**TASK INSTRUCTIONS:**
• 1. Answer these questions about the forum thread, each in a few words.
(a) In the first post, what mode does the writer say the therapist was in more than "T mode"?
(b) According to happyflower, what was the therapist anxious about?
(c) How many hours does happyflower say the therapist spent with her in one year?
• 2. Duplicate the part of the forum thread that begins at the words "Thanks GG for" and ends after the words "what he did.".

**EXCERPT PROVIDED:**
Anywho, it sounded like one of those moments to me. It's good for me to hear that this can hurt, too. I do some "thinking out loud" when scheduling etc., and I haven't thought about how my client might be hearing this and reacting to it.

And one last point...he does care. I think that slipping like that is just a factor of what was in his mind at the moment, and that he was less in "T mode" and more in "I've got to get going" mode. But he does care. That isn't fake or put on only during the therapy session. It's just that our focus changes throughout the day. During the session, our focus is, hopefully, solely on the client. But focus and feelings are a bit different. I think the feelings are there even if they are not in the forefront of someone's mind at the moment.

Sorry for rambling....

Take dare,

gg

 

Re: T's stuff in the therapy room » gardenergirl

Posted by happyflower on December 31, 2005, at 10:05:33

In reply to T's stuff in the therapy room, posted by gardenergirl on December 31, 2005, at 7:36:46

Thanks GG for you input, I always appreciate what you have to say, it usually gives me another perspective.
Normally my sessions end very good and nicely. But this time he was really what he called "rude and abrupt", what I called "snippy" to me at the end. I have never seen this side of him before. He hurt my feelings.
But he explained to me that it wasn't me, that it was him being anxious of a doctors appointment. I know from what he has told me he does have "anxiety" problems, so I guess I saw the real him when he is like that.
He was just "off" the entire session. He didn't his normal humor and he seemed edgy to me, very argumentive plus he was looking at the clock a lot. So I hope whatever had him so uptight, is okay.
I was the one thinking outloud about the stuff I had to do on the day he wan't to schedule me, and thats when he said what he did.
I feel a little better.
I guess this happened because I had my guard down, I should have known better, because whenever I do that I get hurt. Well I won't let happen again. But also I guess after spending 33 hours with me in one year, would get anyone uptight! LOL The poor guy has to deal with me.

**PROVIDED MATERIAL:**
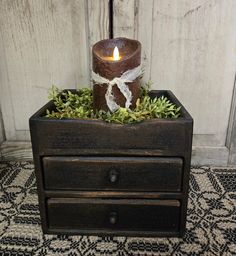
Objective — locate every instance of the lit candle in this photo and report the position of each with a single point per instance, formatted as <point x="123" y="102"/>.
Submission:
<point x="111" y="59"/>
<point x="116" y="55"/>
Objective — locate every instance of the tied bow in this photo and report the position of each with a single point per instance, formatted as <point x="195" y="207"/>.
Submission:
<point x="127" y="77"/>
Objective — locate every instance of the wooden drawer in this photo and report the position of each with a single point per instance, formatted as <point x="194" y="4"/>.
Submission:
<point x="113" y="173"/>
<point x="75" y="214"/>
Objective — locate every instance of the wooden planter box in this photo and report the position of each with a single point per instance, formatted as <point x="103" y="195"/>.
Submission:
<point x="109" y="179"/>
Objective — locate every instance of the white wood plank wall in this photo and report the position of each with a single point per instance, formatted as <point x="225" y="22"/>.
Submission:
<point x="189" y="47"/>
<point x="42" y="43"/>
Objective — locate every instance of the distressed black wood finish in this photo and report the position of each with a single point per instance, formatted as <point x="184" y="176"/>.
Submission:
<point x="140" y="169"/>
<point x="115" y="214"/>
<point x="113" y="173"/>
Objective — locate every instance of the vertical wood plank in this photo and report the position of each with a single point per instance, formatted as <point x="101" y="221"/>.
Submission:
<point x="231" y="134"/>
<point x="144" y="30"/>
<point x="2" y="132"/>
<point x="124" y="18"/>
<point x="193" y="54"/>
<point x="44" y="43"/>
<point x="189" y="48"/>
<point x="98" y="22"/>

**TASK RESPONSES:**
• 1.
(a) "I've got to get going" mode
(b) A doctor's appointment
(c) 33 hours

• 2.
Thanks GG for you input, I always appreciate what you have to say, it usually gives me another perspective.
Normally my sessions end very good and nicely. But this time he was really what he called "rude and abrupt", what I called "snippy" to me at the end. I have never seen this side of him before. He hurt my feelings.
But he explained to me that it wasn't me, that it was him being anxious of a doctors appointment. I know from what he has told me he does have "anxiety" problems, so I guess I saw the real him when he is like that.
He was just "off" the entire session. He didn't his normal humor and he seemed edgy to me, very argumentive plus he was looking at the clock a lot. So I hope whatever had him so uptight, is okay.
I was the one thinking outloud about the stuff I had to do on the day he wan't to schedule me, and thats when he said what he did.